> _Tareas pendientes_
1 - Según el artículo sobre Axel Vervoordt, ¿por qué considera él que trabajar las proporciones es la mejor forma de decorar? Responde en una a tres oraciones.
2 - Reescribe el pasaje del artículo sobre Axel Vervoordt que arranca en "El shiraga en" y termina después de "hablaban entre sí.", sustituyendo "cisnes" por "patos".
3 - Traduce al inglés esta oración del artículo sobre Axel Vervoordt: "Vervoordt se lo compró hace justo medio siglo a los 42 herederos de una familia noble que no se hablaban entre sí."

> _Texto de lectura_
*****
“¡Es un edificio de mil años y yo solo tengo una vida!”: un día en la casa-castillo de Axel Vervoordt
El hombre que creo la célebre mansión minimalista de Kim Kardashian y Kanye West, posiblemente el más influyente del interiorismo mundial, nos abre las puertas de su hogar, una mezcla perfecta de arte, antigüedades, y estética ‘wabi-sabi’
“Es muy tàpies”, dice el fotógrafo de este reportaje, impresionado, al toparse con el magnífico lienzo en tonos ocre y negro que preside una sala casi desnuda del castillo de ‘s-Gravenwezel: cualquier alma cándida lo juzgaría demasiado grande para ser un original. “Es un tàpies”, nos indica momentos después su dueño, el anticuario, marchante de arte, interiorista y esteta Axel Vervoordt (Amberes, 78 años). “Le apreciaba mucho, lo visité varias veces en Barcelona. ¡Tenía una gran colección! Su gusto era muy parecido al mío: arte africano, asiático, contemporáneo, artistas como Fontana...”, cuenta el belga sobre el pintor catalán. “Y le encantaba Kazuo Shiraga. El shiraga grande que tenemos en la sala de abajo era suyo, es la única pintura que había colgada en su estudio. Tenía un miró y un picasso pero estaban en el suelo, contra la pared, y cuando le pregunté por qué, me dijo: ‘Shiraga es mi mayor maestro”.
El shiraga en cuestión –vivos brochazos rojos sobre el crudo del lienzo– es solo una de las muchas obras del movimiento Gutai, la vanguardia japonesa de posguerra, que Vervoordt mezcla con antigüedades, cerámica, arte de todas las épocas y piezas anónimas en la casa que comparte con su esposa, May. Hablamos de un castillo del siglo XII a las afueras de Amberes, con un foso habitado por una pareja de cisnes y rodeado de un terreno con prados y arboledas. Vervoordt se lo compró hace justo medio siglo a los 42 herederos de una familia noble que no se hablaban entre sí.
Puede que su nombre no le resulte familiar, pero la huella de Axel Vervoordt está por todas partes: en las grandes cadenas de decoración asequible y en una nueva generación de anticuarios; en las casas de actores de Hollywood y en el lujo sosegado de un hotel boutique balear. El pasado mayo, el Financial Times proponía “21 maneras de hacerse con el estilo Axel Vervoordt” en un reportaje que abarcaba desde vaqueros con aspecto usado a sandalias artesanales de factura española. Muchos lo conocerán por su proyecto más sonado: la espectacular morada que diseñó para el extinto matrimonio de Kim Kardashian y Kanye West en 2020, una mansión en Los Ángeles llena de largas galerías y elegancia monacal. “Trabajé mucho con Kanye”, recuerda ahora. “Tenía un punto de vista muy nuevo, muy especial, pero al final concluimos en lo más puro. Para mí, la geometría sagrada es muy importante. Geometría sagrada, proporciones sagradas, todo está ahí. Trabajar las proporciones es la mejor forma de decorar, porque no lo ves, pero te hace sentir bien”. En su momento, West describió la casa como “un monasterio belga del futuro”.
*****
> _Material extraído_
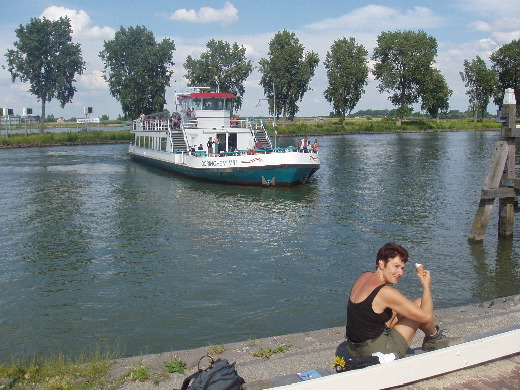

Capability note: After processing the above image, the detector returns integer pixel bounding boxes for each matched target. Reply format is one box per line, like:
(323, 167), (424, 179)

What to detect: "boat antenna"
(273, 80), (278, 149)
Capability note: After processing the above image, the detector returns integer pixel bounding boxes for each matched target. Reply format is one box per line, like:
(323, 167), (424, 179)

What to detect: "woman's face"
(379, 256), (405, 284)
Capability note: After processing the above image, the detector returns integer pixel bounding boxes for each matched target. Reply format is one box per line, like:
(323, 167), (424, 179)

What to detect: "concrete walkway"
(111, 295), (520, 390)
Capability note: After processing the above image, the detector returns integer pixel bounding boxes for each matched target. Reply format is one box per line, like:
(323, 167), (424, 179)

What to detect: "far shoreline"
(0, 128), (500, 149)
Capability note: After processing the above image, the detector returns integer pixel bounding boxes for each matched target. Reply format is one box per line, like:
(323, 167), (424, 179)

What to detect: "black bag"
(181, 355), (245, 390)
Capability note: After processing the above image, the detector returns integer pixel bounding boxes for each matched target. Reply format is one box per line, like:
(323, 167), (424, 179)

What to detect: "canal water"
(0, 132), (520, 363)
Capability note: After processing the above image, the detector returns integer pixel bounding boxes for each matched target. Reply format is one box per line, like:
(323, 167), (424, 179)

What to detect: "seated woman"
(346, 242), (462, 358)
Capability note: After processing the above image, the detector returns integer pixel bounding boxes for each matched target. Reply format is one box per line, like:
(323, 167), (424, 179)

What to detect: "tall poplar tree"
(324, 38), (369, 121)
(99, 26), (175, 118)
(459, 56), (497, 121)
(372, 31), (437, 124)
(419, 68), (453, 121)
(259, 30), (320, 120)
(5, 17), (85, 133)
(490, 39), (520, 114)
(184, 39), (253, 111)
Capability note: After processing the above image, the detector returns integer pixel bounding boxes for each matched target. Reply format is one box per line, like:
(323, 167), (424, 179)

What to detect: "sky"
(0, 0), (520, 119)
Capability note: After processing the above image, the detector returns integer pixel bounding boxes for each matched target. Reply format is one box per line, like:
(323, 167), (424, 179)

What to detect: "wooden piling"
(468, 89), (520, 242)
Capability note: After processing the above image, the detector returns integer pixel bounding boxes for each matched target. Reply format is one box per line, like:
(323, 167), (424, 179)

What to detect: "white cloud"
(169, 1), (238, 25)
(455, 0), (520, 19)
(78, 69), (108, 90)
(305, 5), (443, 31)
(469, 20), (493, 32)
(40, 5), (115, 39)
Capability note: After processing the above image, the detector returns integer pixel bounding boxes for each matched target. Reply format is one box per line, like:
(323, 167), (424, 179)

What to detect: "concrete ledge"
(271, 327), (520, 390)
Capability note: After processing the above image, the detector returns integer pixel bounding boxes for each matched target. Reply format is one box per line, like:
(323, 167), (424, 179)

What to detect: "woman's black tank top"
(347, 284), (393, 343)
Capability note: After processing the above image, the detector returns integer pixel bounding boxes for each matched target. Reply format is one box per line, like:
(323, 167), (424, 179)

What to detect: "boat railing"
(247, 118), (274, 147)
(131, 118), (173, 131)
(181, 146), (312, 157)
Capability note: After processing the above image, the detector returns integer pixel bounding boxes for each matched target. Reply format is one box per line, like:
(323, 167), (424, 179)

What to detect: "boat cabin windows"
(180, 97), (233, 112)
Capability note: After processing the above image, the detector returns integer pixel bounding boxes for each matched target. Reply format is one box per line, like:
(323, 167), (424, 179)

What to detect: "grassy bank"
(0, 130), (134, 148)
(0, 349), (118, 390)
(269, 118), (500, 136)
(0, 118), (500, 148)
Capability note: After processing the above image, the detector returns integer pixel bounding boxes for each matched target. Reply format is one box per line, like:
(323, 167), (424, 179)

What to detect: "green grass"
(253, 341), (291, 359)
(0, 130), (134, 146)
(0, 118), (500, 147)
(269, 118), (500, 136)
(206, 344), (226, 356)
(164, 360), (186, 374)
(0, 348), (117, 390)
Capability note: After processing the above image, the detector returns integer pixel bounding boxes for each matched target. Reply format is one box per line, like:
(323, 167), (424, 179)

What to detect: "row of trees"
(6, 17), (520, 131)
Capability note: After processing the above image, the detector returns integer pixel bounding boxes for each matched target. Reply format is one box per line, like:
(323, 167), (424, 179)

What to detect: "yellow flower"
(332, 356), (345, 368)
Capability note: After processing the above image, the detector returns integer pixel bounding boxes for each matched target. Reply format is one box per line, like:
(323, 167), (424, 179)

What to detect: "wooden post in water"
(468, 89), (520, 242)
(498, 89), (517, 238)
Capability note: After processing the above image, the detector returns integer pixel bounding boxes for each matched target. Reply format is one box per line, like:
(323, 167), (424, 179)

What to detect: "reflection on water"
(0, 132), (520, 361)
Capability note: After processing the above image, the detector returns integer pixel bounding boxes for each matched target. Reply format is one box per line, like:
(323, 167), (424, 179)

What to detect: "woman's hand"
(417, 270), (432, 289)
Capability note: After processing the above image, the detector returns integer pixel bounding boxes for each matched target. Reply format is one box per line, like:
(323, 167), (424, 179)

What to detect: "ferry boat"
(128, 90), (320, 186)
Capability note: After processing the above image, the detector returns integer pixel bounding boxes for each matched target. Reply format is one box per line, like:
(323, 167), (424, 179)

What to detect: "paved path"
(112, 295), (520, 390)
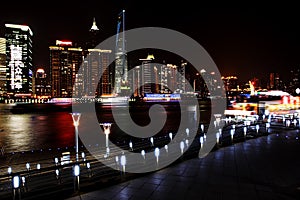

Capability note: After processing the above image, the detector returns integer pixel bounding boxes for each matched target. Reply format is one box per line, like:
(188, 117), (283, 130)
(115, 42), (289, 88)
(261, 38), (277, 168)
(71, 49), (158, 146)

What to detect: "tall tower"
(5, 24), (33, 94)
(49, 40), (83, 97)
(87, 17), (100, 49)
(114, 10), (128, 95)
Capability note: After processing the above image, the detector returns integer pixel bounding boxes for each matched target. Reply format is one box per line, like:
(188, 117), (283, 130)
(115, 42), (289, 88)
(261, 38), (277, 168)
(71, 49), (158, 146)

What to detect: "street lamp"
(100, 123), (112, 148)
(71, 113), (81, 162)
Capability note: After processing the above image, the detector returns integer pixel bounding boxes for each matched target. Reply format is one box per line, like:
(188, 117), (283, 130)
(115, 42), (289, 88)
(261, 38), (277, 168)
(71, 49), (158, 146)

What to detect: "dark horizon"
(0, 1), (300, 85)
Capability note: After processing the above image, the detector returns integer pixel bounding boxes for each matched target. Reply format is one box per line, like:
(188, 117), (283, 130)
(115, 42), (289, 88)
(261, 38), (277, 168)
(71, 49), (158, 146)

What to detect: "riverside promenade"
(0, 118), (300, 200)
(68, 126), (300, 200)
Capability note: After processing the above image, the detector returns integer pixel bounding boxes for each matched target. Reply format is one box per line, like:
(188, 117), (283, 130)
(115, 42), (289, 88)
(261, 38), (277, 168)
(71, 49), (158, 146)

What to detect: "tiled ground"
(65, 130), (300, 200)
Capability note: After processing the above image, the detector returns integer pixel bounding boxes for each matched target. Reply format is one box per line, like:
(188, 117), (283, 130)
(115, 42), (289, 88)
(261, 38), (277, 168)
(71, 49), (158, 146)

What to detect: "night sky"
(0, 0), (300, 84)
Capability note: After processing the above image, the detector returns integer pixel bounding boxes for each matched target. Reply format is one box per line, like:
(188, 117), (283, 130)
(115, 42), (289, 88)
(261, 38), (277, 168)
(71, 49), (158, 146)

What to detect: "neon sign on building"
(9, 45), (24, 89)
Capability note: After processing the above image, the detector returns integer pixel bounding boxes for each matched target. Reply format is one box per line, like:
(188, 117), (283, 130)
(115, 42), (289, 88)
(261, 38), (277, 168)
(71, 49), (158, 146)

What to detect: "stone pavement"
(65, 129), (300, 200)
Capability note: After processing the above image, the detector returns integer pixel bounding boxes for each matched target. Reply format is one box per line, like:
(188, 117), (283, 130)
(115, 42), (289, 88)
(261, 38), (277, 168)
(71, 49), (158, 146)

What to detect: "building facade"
(82, 48), (113, 97)
(33, 68), (51, 98)
(5, 24), (33, 95)
(114, 10), (129, 95)
(49, 40), (84, 97)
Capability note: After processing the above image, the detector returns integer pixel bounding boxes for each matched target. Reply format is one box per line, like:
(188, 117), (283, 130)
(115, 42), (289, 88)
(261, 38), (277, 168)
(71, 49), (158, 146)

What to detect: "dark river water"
(0, 104), (210, 152)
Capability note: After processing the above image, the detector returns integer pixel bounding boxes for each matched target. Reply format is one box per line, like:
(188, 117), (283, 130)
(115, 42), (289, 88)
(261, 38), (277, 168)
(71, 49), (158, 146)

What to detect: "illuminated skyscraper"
(83, 48), (112, 97)
(114, 10), (128, 94)
(0, 38), (7, 96)
(49, 40), (83, 97)
(5, 24), (33, 94)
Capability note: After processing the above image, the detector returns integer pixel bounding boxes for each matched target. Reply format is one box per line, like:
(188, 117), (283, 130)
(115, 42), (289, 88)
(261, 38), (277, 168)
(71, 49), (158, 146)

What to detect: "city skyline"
(0, 1), (300, 84)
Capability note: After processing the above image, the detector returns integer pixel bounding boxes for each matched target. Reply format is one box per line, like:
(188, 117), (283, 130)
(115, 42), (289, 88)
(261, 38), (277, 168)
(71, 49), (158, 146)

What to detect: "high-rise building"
(177, 61), (187, 93)
(5, 24), (33, 94)
(114, 10), (128, 94)
(0, 38), (7, 96)
(85, 18), (101, 51)
(83, 48), (112, 97)
(139, 55), (159, 96)
(33, 68), (51, 98)
(49, 40), (84, 97)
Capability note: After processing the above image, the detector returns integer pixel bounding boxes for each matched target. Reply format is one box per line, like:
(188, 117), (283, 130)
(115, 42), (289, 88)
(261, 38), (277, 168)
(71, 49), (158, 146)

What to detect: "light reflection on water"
(0, 104), (211, 152)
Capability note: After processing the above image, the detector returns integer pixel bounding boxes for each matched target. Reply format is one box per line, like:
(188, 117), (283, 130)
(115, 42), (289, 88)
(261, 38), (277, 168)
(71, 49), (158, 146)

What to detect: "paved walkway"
(68, 130), (300, 200)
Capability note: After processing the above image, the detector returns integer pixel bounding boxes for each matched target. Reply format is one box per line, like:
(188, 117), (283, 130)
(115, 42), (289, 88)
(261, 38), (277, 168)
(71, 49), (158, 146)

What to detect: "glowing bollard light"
(154, 147), (159, 165)
(216, 132), (220, 145)
(232, 124), (235, 130)
(54, 158), (58, 166)
(26, 163), (30, 172)
(200, 124), (204, 133)
(21, 176), (28, 192)
(12, 175), (21, 200)
(200, 136), (204, 148)
(185, 128), (190, 137)
(73, 165), (80, 191)
(225, 117), (228, 124)
(86, 162), (92, 178)
(180, 141), (184, 154)
(243, 126), (247, 137)
(115, 156), (119, 169)
(286, 120), (291, 127)
(71, 113), (81, 162)
(81, 152), (85, 161)
(165, 145), (169, 155)
(55, 169), (61, 184)
(121, 155), (126, 173)
(266, 123), (270, 133)
(100, 123), (112, 148)
(7, 167), (12, 175)
(105, 147), (110, 158)
(293, 119), (297, 127)
(230, 129), (234, 143)
(169, 133), (173, 141)
(255, 124), (259, 134)
(141, 149), (146, 160)
(150, 137), (154, 146)
(185, 139), (189, 147)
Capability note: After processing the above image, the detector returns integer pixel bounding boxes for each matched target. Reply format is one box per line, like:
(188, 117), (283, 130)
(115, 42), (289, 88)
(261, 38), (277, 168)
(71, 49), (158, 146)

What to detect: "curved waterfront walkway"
(0, 118), (300, 200)
(68, 129), (300, 200)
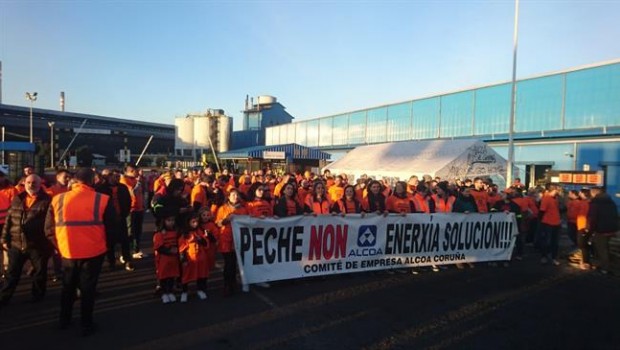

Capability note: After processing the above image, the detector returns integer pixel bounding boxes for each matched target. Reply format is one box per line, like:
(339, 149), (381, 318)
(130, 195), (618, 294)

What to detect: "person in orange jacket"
(333, 185), (365, 216)
(179, 214), (209, 303)
(45, 169), (71, 197)
(327, 175), (345, 203)
(304, 181), (332, 216)
(45, 168), (116, 336)
(198, 207), (220, 278)
(215, 188), (249, 296)
(246, 182), (273, 218)
(273, 182), (303, 217)
(0, 168), (18, 277)
(153, 215), (180, 304)
(385, 181), (418, 215)
(431, 181), (456, 213)
(537, 184), (562, 266)
(470, 177), (489, 213)
(120, 165), (146, 259)
(566, 190), (582, 246)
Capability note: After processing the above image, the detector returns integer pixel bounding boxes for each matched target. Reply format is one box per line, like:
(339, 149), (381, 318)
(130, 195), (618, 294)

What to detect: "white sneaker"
(161, 294), (170, 304)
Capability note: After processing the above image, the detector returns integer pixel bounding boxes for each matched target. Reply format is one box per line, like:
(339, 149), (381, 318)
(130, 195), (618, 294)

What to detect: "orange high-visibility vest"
(52, 184), (109, 259)
(432, 194), (456, 213)
(0, 187), (17, 225)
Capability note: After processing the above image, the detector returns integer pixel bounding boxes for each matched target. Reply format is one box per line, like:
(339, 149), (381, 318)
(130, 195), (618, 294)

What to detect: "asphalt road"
(0, 215), (620, 349)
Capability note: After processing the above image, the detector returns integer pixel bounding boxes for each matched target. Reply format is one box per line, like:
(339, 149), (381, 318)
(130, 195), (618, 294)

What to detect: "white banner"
(232, 212), (518, 284)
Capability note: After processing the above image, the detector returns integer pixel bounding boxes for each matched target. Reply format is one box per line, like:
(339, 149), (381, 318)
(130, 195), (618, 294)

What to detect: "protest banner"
(232, 212), (518, 285)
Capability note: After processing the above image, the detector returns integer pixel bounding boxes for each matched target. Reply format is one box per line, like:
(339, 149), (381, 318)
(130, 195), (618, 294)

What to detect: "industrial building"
(231, 95), (293, 149)
(0, 104), (174, 178)
(174, 109), (232, 160)
(265, 59), (620, 204)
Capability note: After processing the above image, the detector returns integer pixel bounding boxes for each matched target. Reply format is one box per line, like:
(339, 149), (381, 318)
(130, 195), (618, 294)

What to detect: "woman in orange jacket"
(153, 215), (180, 304)
(215, 188), (249, 296)
(198, 208), (219, 274)
(246, 182), (273, 218)
(334, 185), (365, 215)
(179, 214), (209, 303)
(385, 181), (417, 215)
(304, 181), (332, 215)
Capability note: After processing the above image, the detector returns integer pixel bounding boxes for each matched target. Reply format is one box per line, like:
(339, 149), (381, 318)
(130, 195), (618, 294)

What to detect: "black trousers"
(106, 220), (131, 266)
(60, 255), (104, 327)
(0, 248), (49, 304)
(127, 211), (144, 253)
(222, 252), (237, 288)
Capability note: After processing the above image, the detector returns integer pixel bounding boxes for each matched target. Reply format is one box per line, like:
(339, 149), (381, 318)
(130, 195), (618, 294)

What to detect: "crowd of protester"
(0, 166), (618, 333)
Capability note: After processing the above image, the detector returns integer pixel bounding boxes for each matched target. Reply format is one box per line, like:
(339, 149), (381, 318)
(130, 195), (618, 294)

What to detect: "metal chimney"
(60, 91), (65, 112)
(0, 61), (2, 105)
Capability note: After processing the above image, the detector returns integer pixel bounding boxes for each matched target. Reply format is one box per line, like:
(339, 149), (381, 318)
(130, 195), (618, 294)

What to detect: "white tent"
(324, 140), (507, 186)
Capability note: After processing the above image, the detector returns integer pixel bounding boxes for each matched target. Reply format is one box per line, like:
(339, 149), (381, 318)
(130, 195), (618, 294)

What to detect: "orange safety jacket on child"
(179, 230), (209, 284)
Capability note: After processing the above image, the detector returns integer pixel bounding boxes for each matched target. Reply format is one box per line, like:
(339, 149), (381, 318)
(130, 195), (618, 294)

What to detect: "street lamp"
(26, 92), (37, 143)
(47, 122), (54, 168)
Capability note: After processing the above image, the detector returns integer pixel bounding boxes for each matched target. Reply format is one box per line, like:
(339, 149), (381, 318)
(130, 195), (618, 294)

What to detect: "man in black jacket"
(0, 174), (53, 305)
(95, 169), (135, 271)
(588, 187), (618, 274)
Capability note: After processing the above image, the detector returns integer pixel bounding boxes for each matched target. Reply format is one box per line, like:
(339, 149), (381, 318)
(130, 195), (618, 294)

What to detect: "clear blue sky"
(0, 0), (620, 130)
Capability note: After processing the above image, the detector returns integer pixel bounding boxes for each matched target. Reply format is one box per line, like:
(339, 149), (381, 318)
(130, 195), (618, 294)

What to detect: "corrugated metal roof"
(218, 143), (331, 160)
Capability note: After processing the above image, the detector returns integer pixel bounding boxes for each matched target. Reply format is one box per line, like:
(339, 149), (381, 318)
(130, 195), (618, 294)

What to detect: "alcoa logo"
(357, 225), (377, 247)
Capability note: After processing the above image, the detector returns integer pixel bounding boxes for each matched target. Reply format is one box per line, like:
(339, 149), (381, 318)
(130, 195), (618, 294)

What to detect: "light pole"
(47, 122), (54, 168)
(506, 0), (519, 187)
(26, 92), (37, 143)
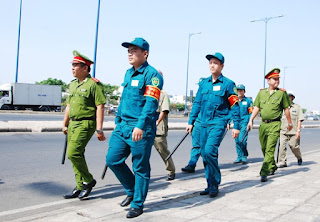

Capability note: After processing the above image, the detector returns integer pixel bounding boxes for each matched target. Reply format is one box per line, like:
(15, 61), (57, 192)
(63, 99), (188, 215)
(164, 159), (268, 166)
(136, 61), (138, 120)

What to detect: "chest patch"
(131, 79), (139, 86)
(213, 86), (221, 91)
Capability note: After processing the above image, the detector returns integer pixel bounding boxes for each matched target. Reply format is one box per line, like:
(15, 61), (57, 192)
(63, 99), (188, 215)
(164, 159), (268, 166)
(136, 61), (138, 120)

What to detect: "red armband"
(228, 95), (239, 108)
(144, 85), (161, 100)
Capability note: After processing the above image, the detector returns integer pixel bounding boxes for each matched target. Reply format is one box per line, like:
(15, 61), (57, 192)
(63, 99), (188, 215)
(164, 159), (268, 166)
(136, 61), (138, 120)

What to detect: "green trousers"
(68, 120), (96, 190)
(259, 121), (281, 176)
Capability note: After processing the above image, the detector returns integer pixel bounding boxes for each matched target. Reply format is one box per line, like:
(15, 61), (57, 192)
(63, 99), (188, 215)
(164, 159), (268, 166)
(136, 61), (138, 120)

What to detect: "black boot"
(78, 179), (97, 200)
(63, 188), (81, 199)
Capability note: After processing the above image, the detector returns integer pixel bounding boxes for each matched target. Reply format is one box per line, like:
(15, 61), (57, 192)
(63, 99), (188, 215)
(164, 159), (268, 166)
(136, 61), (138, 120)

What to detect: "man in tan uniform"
(279, 91), (304, 168)
(153, 70), (176, 181)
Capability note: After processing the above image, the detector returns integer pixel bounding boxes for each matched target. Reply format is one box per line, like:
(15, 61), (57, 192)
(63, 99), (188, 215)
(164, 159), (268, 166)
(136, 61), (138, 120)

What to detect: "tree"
(36, 78), (69, 92)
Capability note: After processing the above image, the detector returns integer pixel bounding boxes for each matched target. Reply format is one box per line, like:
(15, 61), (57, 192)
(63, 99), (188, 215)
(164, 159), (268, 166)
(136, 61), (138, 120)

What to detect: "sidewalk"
(0, 151), (320, 222)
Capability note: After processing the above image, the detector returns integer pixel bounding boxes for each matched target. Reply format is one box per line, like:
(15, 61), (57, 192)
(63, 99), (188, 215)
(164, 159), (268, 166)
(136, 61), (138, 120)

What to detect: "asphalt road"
(0, 111), (188, 122)
(0, 129), (320, 217)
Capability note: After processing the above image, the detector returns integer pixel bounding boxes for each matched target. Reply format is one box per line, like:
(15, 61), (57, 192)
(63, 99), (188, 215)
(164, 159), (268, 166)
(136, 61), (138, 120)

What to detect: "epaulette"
(91, 77), (100, 83)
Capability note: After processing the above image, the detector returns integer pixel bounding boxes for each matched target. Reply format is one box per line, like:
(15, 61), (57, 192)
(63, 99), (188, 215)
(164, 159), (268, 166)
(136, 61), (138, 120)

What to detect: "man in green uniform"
(153, 70), (176, 181)
(279, 91), (304, 168)
(248, 68), (292, 182)
(62, 51), (106, 200)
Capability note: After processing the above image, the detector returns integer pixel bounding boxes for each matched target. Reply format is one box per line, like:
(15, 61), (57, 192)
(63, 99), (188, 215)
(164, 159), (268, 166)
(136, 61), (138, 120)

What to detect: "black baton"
(166, 132), (189, 161)
(101, 164), (108, 180)
(277, 138), (280, 163)
(61, 134), (68, 164)
(241, 128), (250, 143)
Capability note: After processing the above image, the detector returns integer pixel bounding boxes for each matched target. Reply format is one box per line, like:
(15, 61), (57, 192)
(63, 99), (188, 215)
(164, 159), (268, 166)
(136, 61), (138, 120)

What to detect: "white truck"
(0, 83), (61, 111)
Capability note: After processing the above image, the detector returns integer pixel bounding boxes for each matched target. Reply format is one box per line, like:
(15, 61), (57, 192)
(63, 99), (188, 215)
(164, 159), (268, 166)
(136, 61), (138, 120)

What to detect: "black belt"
(262, 119), (280, 123)
(71, 117), (95, 121)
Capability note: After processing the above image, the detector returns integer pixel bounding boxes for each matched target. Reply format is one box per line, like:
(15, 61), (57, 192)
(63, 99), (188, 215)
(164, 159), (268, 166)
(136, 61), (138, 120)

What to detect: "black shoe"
(260, 176), (268, 182)
(279, 164), (287, 168)
(127, 208), (143, 218)
(181, 165), (196, 173)
(63, 188), (81, 199)
(120, 196), (133, 207)
(78, 179), (97, 200)
(200, 188), (209, 196)
(269, 170), (276, 175)
(166, 173), (176, 181)
(209, 190), (219, 198)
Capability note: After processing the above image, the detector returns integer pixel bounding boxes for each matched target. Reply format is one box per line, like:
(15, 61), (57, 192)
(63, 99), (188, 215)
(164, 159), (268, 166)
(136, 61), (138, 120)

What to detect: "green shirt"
(67, 74), (106, 119)
(254, 88), (291, 120)
(281, 103), (304, 135)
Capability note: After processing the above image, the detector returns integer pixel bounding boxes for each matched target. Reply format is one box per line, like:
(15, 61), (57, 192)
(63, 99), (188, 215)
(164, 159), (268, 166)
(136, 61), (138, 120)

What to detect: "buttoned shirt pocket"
(130, 80), (144, 100)
(259, 100), (267, 109)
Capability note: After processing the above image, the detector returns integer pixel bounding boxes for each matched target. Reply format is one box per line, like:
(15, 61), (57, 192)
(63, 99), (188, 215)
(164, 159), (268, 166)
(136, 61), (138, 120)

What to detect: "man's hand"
(62, 126), (68, 135)
(186, 125), (193, 134)
(97, 132), (106, 141)
(231, 129), (240, 139)
(132, 127), (143, 142)
(296, 131), (300, 140)
(247, 121), (253, 130)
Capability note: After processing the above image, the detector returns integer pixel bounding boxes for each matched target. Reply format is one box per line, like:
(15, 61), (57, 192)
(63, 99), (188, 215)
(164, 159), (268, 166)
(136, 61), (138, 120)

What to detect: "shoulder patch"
(151, 77), (160, 86)
(279, 88), (286, 92)
(233, 87), (238, 95)
(91, 77), (100, 83)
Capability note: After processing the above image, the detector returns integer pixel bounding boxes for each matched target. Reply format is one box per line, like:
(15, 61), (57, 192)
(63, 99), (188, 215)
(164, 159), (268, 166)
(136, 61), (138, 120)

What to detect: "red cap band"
(73, 56), (92, 66)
*****
> _Respuestas por tarea_
1 - Vervoordt sostiene que trabajar las proporciones es la mejor forma de decorar porque no se ven, pero hacen que uno se sienta bien.

2 -
El shiraga en cuestión –vivos brochazos rojos sobre el crudo del lienzo– es solo una de las muchas obras del movimiento Gutai, la vanguardia japonesa de posguerra, que Vervoordt mezcla con antigüedades, cerámica, arte de todas las épocas y piezas anónimas en la casa que comparte con su esposa, May. Hablamos de un castillo del siglo XII a las afueras de Amberes, con un foso habitado por una pareja de patos y rodeado de un terreno con prados y arboledas. Vervoordt se lo compró hace justo medio siglo a los 42 herederos de una familia noble que no se hablaban entre sí.

3 - Vervoordt bought it exactly half a century ago from the 42 heirs of a noble family who were not on speaking terms with one another.